• _DOCUMENT PASSAGE_
################

There are games that live in the body long after childhood ends — the sharp clap of ampe, the patient strategy of oware, the dizzy joy of a spinning top. Agorɔ is an exhibition that calls those memories back, not with nostalgia alone, but with the full force of contemporary artistic vision. Presented at Nubuke Foundation as part of our Nubuke+ series, Agorɔ is the debut exhibition of Grey Area Studios — a collective of photographers, filmmakers, and CGI artists who ask what it means to play, to remember, and to belong.
The title carries its own intention. Agorɔ — the Twi word for play — is not a minor thing. Play is where culture is transmitted without being taught, where identity forms without being announced. Grey Area Studios understands this, and the exhibition they have built is both a celebration and a preservation — a way of holding traditional Ghanaian childhood games in the light of art and asking: what do we lose when these games disappear, and what do we gain when we choose to keep them?
The works on view span photography, 3D-printed sculpture, and moving image. Large-format photographic prints — from The Deafening Sounds of Ampe to King of the Board to Floating Worries — document and reimagine these games with a visual intensity that transforms the familiar into the iconic. Alongside them, 3D-printed recreations of the games themselves stand as physical artefacts: tangible, touchable, and deeply considered. Ambient soundscapes drawn from Ghanaian neighbourhoods envelop the gallery, completing an experience that is at once archival and deeply alive. A companion short film rounds out the presentation, offering a behind-the-scenes window into how the work was conceived and made.

################

• _SUPPLIED MATERIAL_
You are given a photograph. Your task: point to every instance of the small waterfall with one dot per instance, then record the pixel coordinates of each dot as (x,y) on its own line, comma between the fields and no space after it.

################

• _EXERCISE_
Rewrite the part of the Agorɔ exhibition text that opens with the words "The title carries" and closes with "to keep them?", putting "tribute" in place of "celebration". Rely only on the exhibition text for these.

• _EXERCISE SOLUTION_
The title carries its own intention. Agorɔ — the Twi word for play — is not a minor thing. Play is where culture is transmitted without being taught, where identity forms without being announced. Grey Area Studios understands this, and the exhibition they have built is both a tribute and a preservation — a way of holding traditional Ghanaian childhood games in the light of art and asking: what do we lose when these games disappear, and what do we gain when we choose to keep them?